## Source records
□ □ □ □

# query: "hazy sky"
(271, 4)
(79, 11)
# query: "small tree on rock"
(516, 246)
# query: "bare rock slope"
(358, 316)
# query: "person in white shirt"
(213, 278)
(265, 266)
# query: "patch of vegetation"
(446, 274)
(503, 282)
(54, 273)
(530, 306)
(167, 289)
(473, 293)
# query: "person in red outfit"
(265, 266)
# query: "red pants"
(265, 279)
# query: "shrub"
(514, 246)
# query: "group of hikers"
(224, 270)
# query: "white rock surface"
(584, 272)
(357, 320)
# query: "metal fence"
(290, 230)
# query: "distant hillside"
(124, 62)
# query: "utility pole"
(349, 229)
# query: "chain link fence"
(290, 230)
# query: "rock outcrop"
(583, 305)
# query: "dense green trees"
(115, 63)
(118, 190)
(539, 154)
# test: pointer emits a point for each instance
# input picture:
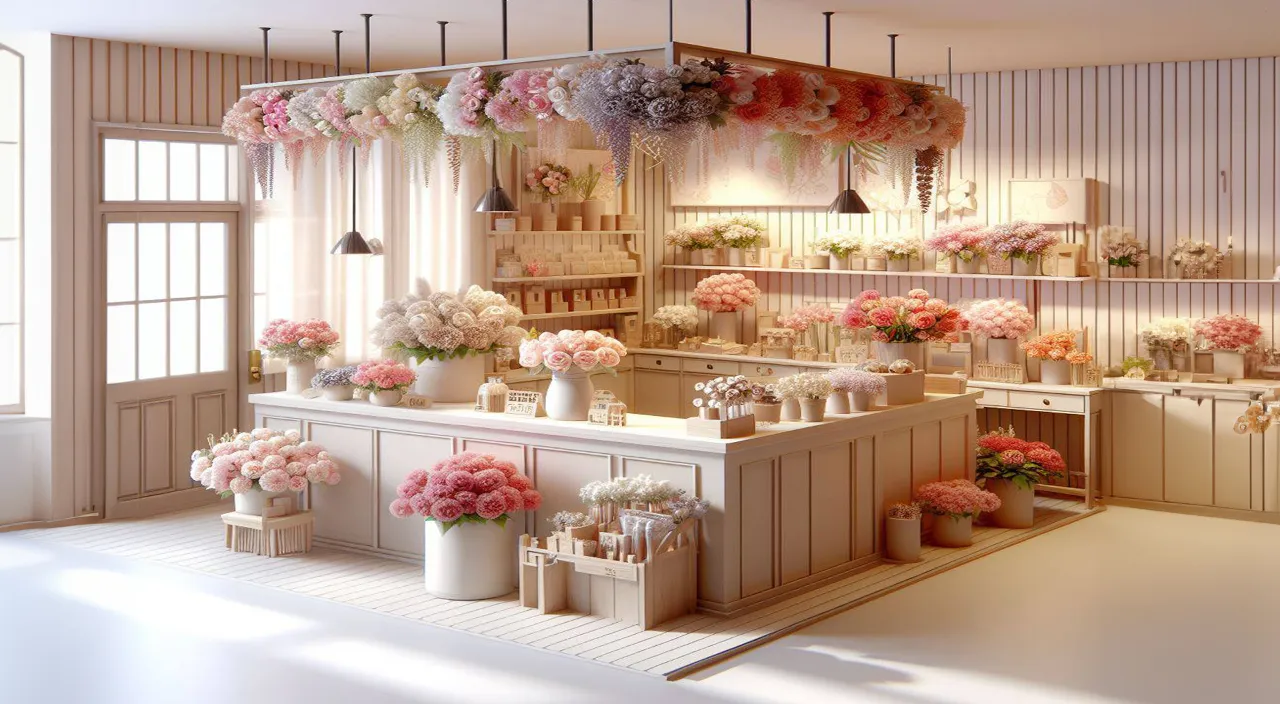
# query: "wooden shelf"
(565, 278)
(577, 314)
(851, 273)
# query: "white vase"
(568, 397)
(723, 327)
(339, 393)
(837, 402)
(888, 352)
(255, 501)
(1002, 351)
(903, 539)
(297, 375)
(952, 531)
(452, 380)
(471, 561)
(1016, 504)
(385, 397)
(1055, 371)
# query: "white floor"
(1128, 606)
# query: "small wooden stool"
(269, 536)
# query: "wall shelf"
(851, 273)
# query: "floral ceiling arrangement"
(659, 110)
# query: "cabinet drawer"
(652, 361)
(709, 366)
(1046, 402)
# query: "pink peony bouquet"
(1229, 332)
(382, 375)
(265, 458)
(1002, 456)
(915, 318)
(1000, 319)
(560, 352)
(958, 498)
(467, 488)
(309, 339)
(725, 293)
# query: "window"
(10, 233)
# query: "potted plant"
(336, 384)
(1229, 337)
(954, 504)
(723, 296)
(571, 356)
(810, 389)
(860, 387)
(901, 325)
(1022, 242)
(260, 466)
(466, 501)
(903, 533)
(963, 243)
(300, 344)
(447, 336)
(840, 246)
(1002, 323)
(1010, 469)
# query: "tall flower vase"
(1016, 504)
(470, 562)
(725, 327)
(449, 380)
(297, 375)
(952, 531)
(890, 352)
(568, 397)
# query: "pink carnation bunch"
(380, 375)
(309, 339)
(466, 488)
(958, 498)
(1000, 319)
(560, 352)
(265, 458)
(725, 293)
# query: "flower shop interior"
(711, 350)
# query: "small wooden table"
(269, 536)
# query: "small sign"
(524, 403)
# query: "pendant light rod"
(266, 54)
(827, 14)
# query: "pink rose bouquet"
(380, 375)
(915, 318)
(958, 498)
(560, 352)
(467, 488)
(1229, 332)
(725, 293)
(264, 458)
(309, 339)
(1000, 318)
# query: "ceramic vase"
(568, 397)
(449, 380)
(1016, 504)
(903, 539)
(471, 561)
(950, 531)
(297, 375)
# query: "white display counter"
(791, 506)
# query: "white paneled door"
(169, 350)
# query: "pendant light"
(848, 202)
(352, 242)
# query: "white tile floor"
(1128, 606)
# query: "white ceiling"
(984, 33)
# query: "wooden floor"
(193, 539)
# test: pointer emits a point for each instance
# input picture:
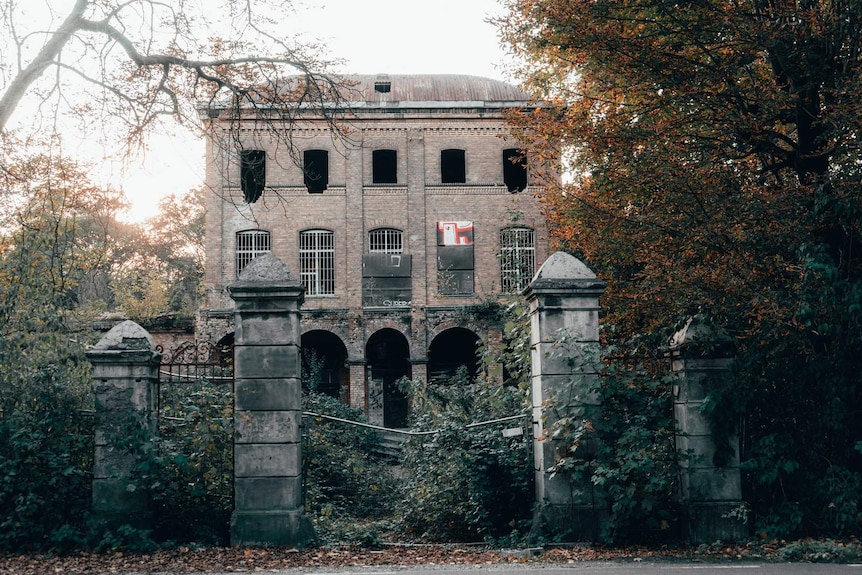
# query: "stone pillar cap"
(126, 336)
(699, 333)
(563, 272)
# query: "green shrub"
(465, 483)
(346, 487)
(192, 475)
(45, 477)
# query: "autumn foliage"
(712, 166)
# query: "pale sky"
(372, 36)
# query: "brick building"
(404, 227)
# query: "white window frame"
(317, 262)
(517, 258)
(249, 245)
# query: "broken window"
(252, 174)
(249, 245)
(385, 241)
(384, 167)
(455, 258)
(517, 258)
(317, 262)
(515, 169)
(453, 167)
(315, 169)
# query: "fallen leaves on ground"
(244, 559)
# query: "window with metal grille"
(249, 245)
(517, 258)
(317, 262)
(385, 241)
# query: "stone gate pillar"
(564, 315)
(268, 408)
(125, 373)
(710, 490)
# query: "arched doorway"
(450, 350)
(387, 356)
(324, 364)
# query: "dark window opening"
(384, 167)
(324, 364)
(385, 241)
(515, 169)
(252, 174)
(315, 168)
(453, 167)
(249, 245)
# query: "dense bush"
(347, 487)
(45, 473)
(465, 483)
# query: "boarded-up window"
(249, 245)
(386, 272)
(515, 169)
(315, 169)
(517, 258)
(385, 241)
(453, 167)
(252, 174)
(317, 262)
(384, 167)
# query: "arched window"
(517, 258)
(515, 169)
(252, 174)
(315, 169)
(317, 262)
(249, 245)
(385, 241)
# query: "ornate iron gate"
(195, 422)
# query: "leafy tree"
(52, 236)
(162, 270)
(714, 151)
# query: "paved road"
(598, 568)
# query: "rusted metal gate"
(195, 422)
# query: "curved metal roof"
(430, 88)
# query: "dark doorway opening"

□ □ □ □

## What is expected
Output every entry verbatim. Pictures do not belong in the copy.

## Written solution
# query: "hazy sky"
(271, 4)
(79, 11)
# query: "small tree on rock"
(516, 246)
# query: "bare rock slope"
(358, 316)
# query: "person in white shirt"
(213, 278)
(265, 266)
# query: "patch of vegetation"
(446, 274)
(503, 282)
(54, 273)
(530, 306)
(167, 289)
(473, 293)
# query: "person in red outfit"
(265, 266)
# query: "red pants"
(265, 279)
# query: "shrub"
(514, 246)
# query: "group of hikers"
(224, 270)
# query: "white rock surface"
(584, 272)
(357, 320)
# query: "metal fence"
(290, 230)
# query: "distant hillside"
(124, 62)
# query: "utility pole"
(349, 229)
# query: "chain link fence"
(290, 230)
# query: "rock outcrop"
(583, 305)
# query: "dense green trees"
(115, 63)
(118, 190)
(539, 154)
# test: pointer emits a point for each instance
# input picture:
# query: "wooden shelf"
(565, 278)
(577, 314)
(851, 273)
# query: "white vase"
(568, 397)
(723, 327)
(339, 393)
(837, 402)
(888, 352)
(255, 501)
(1002, 351)
(903, 539)
(297, 375)
(952, 531)
(452, 380)
(471, 561)
(1016, 504)
(385, 397)
(1055, 371)
# query: "white floor"
(1128, 606)
# query: "small wooden stool"
(269, 536)
# query: "wall shelf"
(851, 273)
# query: "floral ceiling arrangement"
(659, 110)
# query: "cabinet drawer"
(652, 361)
(709, 366)
(1046, 402)
# query: "pink peony bouquet"
(1229, 332)
(382, 375)
(265, 458)
(1002, 456)
(915, 318)
(1000, 319)
(560, 352)
(958, 498)
(467, 488)
(309, 339)
(725, 293)
# query: "window"
(10, 233)
# query: "potted plant"
(336, 384)
(1229, 337)
(954, 504)
(723, 296)
(571, 356)
(810, 389)
(860, 387)
(901, 325)
(1022, 242)
(260, 466)
(466, 501)
(903, 533)
(963, 243)
(300, 344)
(447, 336)
(840, 246)
(1002, 323)
(1010, 469)
# query: "tall flower vase"
(1016, 504)
(470, 562)
(725, 327)
(449, 380)
(297, 375)
(952, 531)
(890, 352)
(568, 397)
# query: "pink carnation bunch"
(380, 375)
(309, 339)
(466, 488)
(958, 498)
(1000, 319)
(560, 352)
(265, 458)
(725, 293)
# query: "flower shop interior"
(711, 350)
# query: "small wooden table"
(269, 536)
# query: "small sign"
(524, 403)
# query: "pendant light rod"
(266, 54)
(827, 14)
# query: "pink rose bouquet"
(380, 375)
(915, 318)
(958, 498)
(560, 352)
(467, 488)
(1229, 332)
(725, 293)
(264, 458)
(309, 339)
(1000, 318)
# query: "ceramic vase"
(568, 397)
(449, 380)
(1016, 504)
(903, 539)
(471, 561)
(950, 531)
(297, 375)
# query: "white display counter"
(791, 506)
# query: "white paneled door"
(169, 350)
# query: "pendant light"
(848, 202)
(352, 242)
# query: "white tile floor"
(1128, 606)
# query: "white ceiling"
(984, 33)
# query: "wooden floor"
(193, 539)
# test: pointer emits a point for each instance
# input picture:
# query: "stone pillar cap"
(126, 336)
(699, 333)
(563, 272)
# query: "green shrub"
(465, 483)
(346, 487)
(192, 475)
(45, 477)
# query: "autumn foliage"
(712, 166)
# query: "pale sky"
(372, 36)
# query: "brick building"
(404, 227)
# query: "white window frame"
(317, 262)
(517, 258)
(249, 245)
# query: "broken window"
(252, 174)
(249, 245)
(385, 241)
(384, 167)
(455, 258)
(517, 258)
(317, 262)
(515, 169)
(453, 167)
(315, 169)
# query: "fallen leaves on ground"
(244, 559)
# query: "window with metal grille"
(249, 245)
(517, 258)
(317, 262)
(385, 241)
# query: "stone gate pillar"
(564, 315)
(268, 408)
(125, 373)
(710, 490)
# query: "arched doorway"
(450, 350)
(387, 356)
(324, 364)
# query: "dark window opening"
(384, 167)
(324, 364)
(385, 241)
(515, 169)
(252, 174)
(315, 168)
(453, 167)
(249, 245)
# query: "dense bush"
(347, 487)
(45, 473)
(465, 483)
# query: "boarded-up window"
(249, 245)
(386, 272)
(515, 169)
(315, 169)
(517, 258)
(385, 241)
(453, 167)
(252, 174)
(317, 262)
(384, 167)
# query: "arched window"
(517, 258)
(515, 169)
(252, 174)
(315, 169)
(317, 262)
(249, 245)
(385, 241)
# query: "ornate iron gate"
(195, 422)
# query: "leafy tree"
(52, 236)
(162, 270)
(714, 151)
# query: "paved road"
(598, 568)
# query: "rusted metal gate"
(195, 422)
# query: "curved metal roof"
(430, 88)
# query: "dark doorway opening"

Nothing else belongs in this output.